[Opening SOURCE MATERIAL section]
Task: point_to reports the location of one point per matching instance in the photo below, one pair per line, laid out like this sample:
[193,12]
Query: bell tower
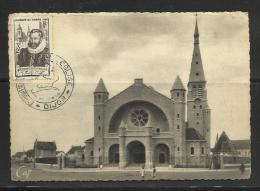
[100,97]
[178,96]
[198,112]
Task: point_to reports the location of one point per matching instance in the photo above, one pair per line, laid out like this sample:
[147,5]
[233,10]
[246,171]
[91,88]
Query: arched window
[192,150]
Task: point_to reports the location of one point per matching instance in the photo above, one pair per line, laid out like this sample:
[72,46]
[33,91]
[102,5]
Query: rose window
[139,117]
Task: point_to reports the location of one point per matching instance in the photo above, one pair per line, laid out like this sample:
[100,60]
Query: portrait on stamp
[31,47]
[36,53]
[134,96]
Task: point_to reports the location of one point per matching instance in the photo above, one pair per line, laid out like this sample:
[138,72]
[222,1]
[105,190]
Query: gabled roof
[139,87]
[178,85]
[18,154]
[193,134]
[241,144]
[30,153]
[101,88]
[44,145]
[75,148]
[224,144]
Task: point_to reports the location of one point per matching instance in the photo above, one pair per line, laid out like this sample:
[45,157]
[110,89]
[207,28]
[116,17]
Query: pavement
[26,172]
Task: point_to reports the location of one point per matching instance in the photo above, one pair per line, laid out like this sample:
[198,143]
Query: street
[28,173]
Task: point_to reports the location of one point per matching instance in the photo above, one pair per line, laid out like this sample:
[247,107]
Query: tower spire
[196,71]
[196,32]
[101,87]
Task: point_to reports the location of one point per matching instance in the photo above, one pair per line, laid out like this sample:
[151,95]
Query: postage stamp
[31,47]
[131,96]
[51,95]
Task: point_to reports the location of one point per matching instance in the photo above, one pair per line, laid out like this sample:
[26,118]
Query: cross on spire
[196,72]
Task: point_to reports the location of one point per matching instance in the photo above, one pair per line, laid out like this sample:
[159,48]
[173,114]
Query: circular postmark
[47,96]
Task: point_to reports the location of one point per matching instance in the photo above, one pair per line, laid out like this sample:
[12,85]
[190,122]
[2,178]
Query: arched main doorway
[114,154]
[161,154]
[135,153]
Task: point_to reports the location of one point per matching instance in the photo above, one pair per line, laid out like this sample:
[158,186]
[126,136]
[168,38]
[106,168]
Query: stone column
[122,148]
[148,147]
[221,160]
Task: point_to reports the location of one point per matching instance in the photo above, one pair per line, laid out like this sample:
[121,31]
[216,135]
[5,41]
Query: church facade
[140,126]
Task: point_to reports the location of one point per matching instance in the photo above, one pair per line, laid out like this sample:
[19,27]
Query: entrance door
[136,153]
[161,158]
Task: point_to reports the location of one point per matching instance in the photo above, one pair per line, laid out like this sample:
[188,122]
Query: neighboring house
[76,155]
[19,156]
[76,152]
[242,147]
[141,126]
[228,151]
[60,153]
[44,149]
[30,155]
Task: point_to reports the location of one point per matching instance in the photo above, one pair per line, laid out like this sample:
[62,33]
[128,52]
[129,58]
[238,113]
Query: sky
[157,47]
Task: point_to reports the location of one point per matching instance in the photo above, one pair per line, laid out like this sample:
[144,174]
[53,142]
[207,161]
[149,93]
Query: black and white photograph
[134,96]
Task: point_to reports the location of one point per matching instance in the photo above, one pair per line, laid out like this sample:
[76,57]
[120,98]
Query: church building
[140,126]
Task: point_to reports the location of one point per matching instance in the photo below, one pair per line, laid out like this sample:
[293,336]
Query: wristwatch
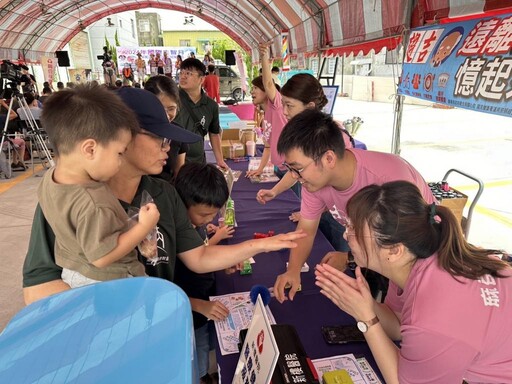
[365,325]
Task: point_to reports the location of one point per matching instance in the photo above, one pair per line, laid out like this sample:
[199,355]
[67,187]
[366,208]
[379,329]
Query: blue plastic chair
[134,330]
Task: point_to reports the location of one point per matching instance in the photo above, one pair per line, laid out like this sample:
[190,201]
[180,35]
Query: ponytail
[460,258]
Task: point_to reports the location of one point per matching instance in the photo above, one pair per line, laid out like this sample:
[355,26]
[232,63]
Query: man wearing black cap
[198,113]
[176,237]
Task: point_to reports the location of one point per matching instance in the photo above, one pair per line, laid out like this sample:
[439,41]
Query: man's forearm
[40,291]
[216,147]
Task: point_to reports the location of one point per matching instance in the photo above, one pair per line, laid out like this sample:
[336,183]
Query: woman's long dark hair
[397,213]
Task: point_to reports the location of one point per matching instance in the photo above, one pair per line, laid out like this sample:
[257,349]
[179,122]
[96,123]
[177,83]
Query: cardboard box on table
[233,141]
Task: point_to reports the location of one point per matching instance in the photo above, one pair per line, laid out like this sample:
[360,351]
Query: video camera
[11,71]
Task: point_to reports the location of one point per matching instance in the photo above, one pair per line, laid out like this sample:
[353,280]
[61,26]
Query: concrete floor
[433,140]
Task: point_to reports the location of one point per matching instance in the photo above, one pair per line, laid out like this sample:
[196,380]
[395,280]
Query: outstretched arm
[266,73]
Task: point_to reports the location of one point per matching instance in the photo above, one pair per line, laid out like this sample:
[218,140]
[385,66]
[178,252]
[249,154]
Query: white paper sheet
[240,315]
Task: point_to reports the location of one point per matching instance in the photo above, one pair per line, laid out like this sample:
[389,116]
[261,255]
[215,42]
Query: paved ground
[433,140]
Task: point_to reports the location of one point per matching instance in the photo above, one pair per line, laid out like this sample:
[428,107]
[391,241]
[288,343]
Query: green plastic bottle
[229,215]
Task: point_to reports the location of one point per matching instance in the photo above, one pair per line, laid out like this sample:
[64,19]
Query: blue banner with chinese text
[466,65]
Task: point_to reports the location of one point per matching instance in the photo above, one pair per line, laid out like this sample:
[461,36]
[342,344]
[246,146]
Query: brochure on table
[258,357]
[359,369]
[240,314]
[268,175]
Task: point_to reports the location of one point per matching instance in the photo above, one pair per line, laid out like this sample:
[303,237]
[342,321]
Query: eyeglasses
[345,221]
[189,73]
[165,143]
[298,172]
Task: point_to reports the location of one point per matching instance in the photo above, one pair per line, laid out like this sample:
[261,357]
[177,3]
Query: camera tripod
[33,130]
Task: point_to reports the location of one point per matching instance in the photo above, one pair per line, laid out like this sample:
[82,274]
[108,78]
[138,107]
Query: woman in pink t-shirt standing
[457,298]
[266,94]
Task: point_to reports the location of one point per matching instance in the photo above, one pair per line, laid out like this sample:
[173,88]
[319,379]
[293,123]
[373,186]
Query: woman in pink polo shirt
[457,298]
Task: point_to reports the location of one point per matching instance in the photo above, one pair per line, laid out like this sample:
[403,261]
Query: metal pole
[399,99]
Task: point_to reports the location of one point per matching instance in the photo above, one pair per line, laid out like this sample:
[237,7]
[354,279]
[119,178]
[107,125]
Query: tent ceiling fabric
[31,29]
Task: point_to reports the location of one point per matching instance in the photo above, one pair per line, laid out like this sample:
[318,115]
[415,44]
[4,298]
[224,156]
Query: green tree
[Closing SOURCE MATERIAL section]
» **PROMPT**
Please set the data above down exactly, with the pictures removed.

» **SOLVED PROBLEM**
Task: point_to reports the location of one point per matching instance in the photo below, one pair per line, laid out like this sample:
[193,12]
Query: bell tower
[100,97]
[178,96]
[198,112]
Task: point_to reports the location of one point per matching instance in the photo above, one pair per line, laid out like this sample:
[147,5]
[233,10]
[246,171]
[91,88]
Query: arched window
[192,150]
Task: point_to reports the location of one point per matching instance in the photo above, one pair per line, laid out like this sample:
[72,46]
[33,91]
[102,5]
Query: rose window
[139,117]
Task: point_to reports the location of one point per matching instance in the photo above, one pair per line, laid out like this sample:
[100,60]
Query: portrait on stamp
[31,47]
[36,53]
[134,96]
Task: point_to reports the location of one point per matching instance in the photo above, one pair per line, laid out like this sample:
[138,72]
[222,1]
[105,190]
Query: gabled roof
[139,87]
[178,85]
[18,154]
[193,134]
[241,144]
[30,153]
[101,88]
[44,145]
[75,148]
[224,144]
Task: point_to reports the location of one point per matching instance in the photo above, one pair per line, laid out like this sample:
[45,157]
[110,89]
[207,28]
[116,17]
Query: pavement
[26,172]
Task: point_to reports the location of one point per matching instance in the photo above, one pair per line, laid out like this sample:
[198,143]
Query: street
[28,173]
Task: point_to reports the location of one point per matching instance in the photo above, one pair per line, laid out like this sample:
[247,107]
Query: tower spire
[196,71]
[196,32]
[101,87]
Task: point_to reports the location of one point per matching instance in the photo above, one pair per line, laid out like this sample:
[151,95]
Query: postage stamp
[31,47]
[131,96]
[51,95]
Task: point_to reports the location of one point per matching instance in the photo above, one pair per line, laid out like this sample:
[26,118]
Query: cross on spire
[196,72]
Task: point_to reports the location of one point per matching instance in the photo above, one pair per line, laid out like this sample:
[159,48]
[173,114]
Query: circular postmark
[47,96]
Task: point_to reports the location of one point per matching instance in the photo above, one pair per line, laid out like this sample:
[12,85]
[190,122]
[2,178]
Query: arched main doorway
[114,154]
[161,154]
[135,153]
Task: point_to reports the location of one point per matching instance in the photo above, one pair per line, laid out like this sample:
[158,186]
[126,136]
[168,38]
[106,168]
Query: stone column
[122,148]
[148,147]
[221,160]
Task: point_to reports the location of one point per matching instance in the photo above, one pair per line, laid out like this sample:
[121,31]
[216,135]
[5,41]
Query: church facade
[140,126]
Task: point_to reports the location of one point per matching instance in the photo above, one pair per line, laid out like this sample:
[19,27]
Query: entrance door
[136,153]
[161,158]
Task: point_to reports the location of one point per matching instance in the photo above, one pair per line, laid out like this sample:
[188,122]
Query: neighboring house
[76,155]
[19,156]
[76,152]
[242,147]
[141,126]
[228,151]
[60,153]
[44,149]
[30,155]
Task: point_to reports the location of one point per matching instance in the photo above, one pair per line, laid out like this sample:
[62,33]
[128,52]
[129,58]
[238,113]
Query: sky
[157,47]
Task: point_to reports the location of one point per matching instance in the photo above, one pair per line, laid out like this sample:
[144,174]
[53,142]
[207,161]
[149,93]
Query: black and white photograph
[134,96]
Task: point_to reports the location of one point per matching instance in the photo above, one pair per line, laid out like this sample:
[76,57]
[120,98]
Query: church building
[140,126]
Task: point_to reports the location of one point per matching instance in the photo below, one pair per line, laid out like this sample:
[293,336]
Query: wristwatch
[365,325]
Task: point_to reports the location of one point per matching instance in the photo above, one pair per line, laid out like this sample:
[199,355]
[67,187]
[366,208]
[379,329]
Query: blue plastic chair
[134,330]
Task: point_to reports the location of one point per matching instance in the photo above, one pair per line, laid out like this sample:
[190,201]
[180,35]
Query: ponytail
[460,258]
Task: point_to reports the location of one point per matching instance in the photo above, one pair per line, laid out like this sample:
[355,26]
[232,63]
Query: man wearing black cap
[198,113]
[176,237]
Task: point_to reports the location of one point per matching instance in the photo above, one pair per line, laid out like this sample:
[439,41]
Query: man's forearm
[40,291]
[216,147]
Task: point_to reports the location of one point per matching instance in the photo above, one pair per line, laid out like this sample:
[336,183]
Query: woman's long dark hair
[397,213]
Task: point_to reports the location of one point per matching instance in the photo above, one pair per line, laid out like this sample:
[257,349]
[179,122]
[96,123]
[177,83]
Query: cardboard box on table
[233,141]
Task: point_to reports the location of one point per matching instance in the photo above, one pair per line, laid out like this sample:
[360,351]
Query: video camera
[11,71]
Task: point_to reports the location of one point per matching instance in the photo above, one pair per line, laid out like this sample:
[353,280]
[61,26]
Query: concrete floor
[433,140]
Task: point_to reports the location of one point per matching instance in the photo above, one pair per line, laid out like this sample:
[196,380]
[395,280]
Query: outstretched arm
[266,73]
Task: point_to reports the location of one point per matching instance in the photo above, one pair per line, laid out like this sample:
[218,140]
[385,66]
[178,252]
[249,154]
Query: white paper sheet
[240,315]
Task: point_to reports the location of one point per matching instance in the photo above, one pair per line, laid out like this sample:
[389,116]
[261,255]
[215,42]
Query: paved ground
[433,140]
Task: point_to reports the location of one point per matching instance in the photo above, one pair per line, laid out like this sample:
[428,107]
[391,241]
[288,343]
Query: green plastic bottle
[229,215]
Task: point_to reports the location of one point per matching instance in the photo above, one pair per line, laid out like this sample:
[64,19]
Query: blue banner with chinese text
[466,65]
Task: point_to reports the location of one point per matching instance in the photo above, one pair per line, laid out like this sample:
[461,36]
[342,344]
[246,146]
Query: brochure on table
[258,357]
[359,369]
[240,314]
[268,175]
Task: point_to reports the location of one point per matching instance in the photo above, one pair per line, laid out like this sample:
[303,237]
[342,321]
Query: eyeglasses
[345,221]
[189,73]
[165,143]
[298,172]
Task: point_to reports the location of one point per matching instance in the photo above, one pair per line, laid out like this sample:
[261,357]
[177,3]
Query: camera tripod
[33,130]
Task: point_to reports the location of one point per matching instance in the photo above, one pair per line, laid out like this sample:
[82,274]
[108,78]
[138,107]
Query: woman in pink t-shirt standing
[457,298]
[266,94]
Task: point_to reports the location of one point per matching instance in the photo above, one pair per line, laid out like this sample:
[173,88]
[319,379]
[293,123]
[373,186]
Query: woman in pink polo shirt
[457,298]
Task: point_to reports the location of one point per matching instance in the photo above, one pair per line, laid out like this sample:
[403,261]
Query: metal pole
[399,99]
Task: point_to reports the location of one point per matching instance in the photo above, one pair per line, laid out like this sample:
[237,7]
[354,279]
[119,178]
[107,125]
Query: tent ceiling fabric
[31,29]
Task: point_to reports the location of one point per matching instance in the photo above, one pair per line, laid out like this sample:
[318,115]
[415,44]
[4,298]
[224,156]
Query: green tree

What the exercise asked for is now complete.